[Start of section]
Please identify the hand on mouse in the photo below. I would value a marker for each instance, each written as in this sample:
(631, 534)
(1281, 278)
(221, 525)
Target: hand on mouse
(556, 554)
[End of section]
[Start of section]
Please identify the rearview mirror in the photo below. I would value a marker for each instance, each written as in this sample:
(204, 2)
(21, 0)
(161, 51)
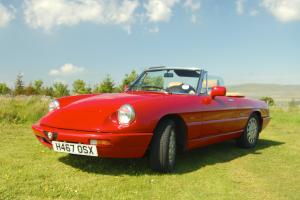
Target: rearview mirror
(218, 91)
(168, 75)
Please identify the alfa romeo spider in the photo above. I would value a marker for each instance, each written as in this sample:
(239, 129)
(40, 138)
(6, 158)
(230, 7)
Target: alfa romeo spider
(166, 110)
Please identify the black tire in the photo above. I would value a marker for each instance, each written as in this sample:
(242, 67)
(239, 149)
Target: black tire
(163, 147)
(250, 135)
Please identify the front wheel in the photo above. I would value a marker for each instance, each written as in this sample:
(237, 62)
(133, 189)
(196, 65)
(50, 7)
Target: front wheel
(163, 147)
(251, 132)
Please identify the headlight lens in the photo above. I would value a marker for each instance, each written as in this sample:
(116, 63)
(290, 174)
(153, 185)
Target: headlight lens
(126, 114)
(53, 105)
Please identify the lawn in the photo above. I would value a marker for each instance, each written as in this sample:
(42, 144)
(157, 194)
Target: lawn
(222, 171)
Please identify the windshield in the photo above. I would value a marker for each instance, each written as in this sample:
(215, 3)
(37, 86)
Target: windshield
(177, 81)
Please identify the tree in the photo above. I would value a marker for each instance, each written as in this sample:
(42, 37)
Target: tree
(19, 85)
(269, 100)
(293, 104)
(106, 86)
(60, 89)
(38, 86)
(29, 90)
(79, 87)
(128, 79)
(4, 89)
[End of section]
Exercise details ▸ Filter the entries above and keep only the lines with the word "below".

Solution ▸
Please identify the hand on mouse in the photo below. I would value a marker for each instance, each written as in this sample:
Please identify the rearview mirror in the photo below. I would value a marker for each instance, each written as in this sample:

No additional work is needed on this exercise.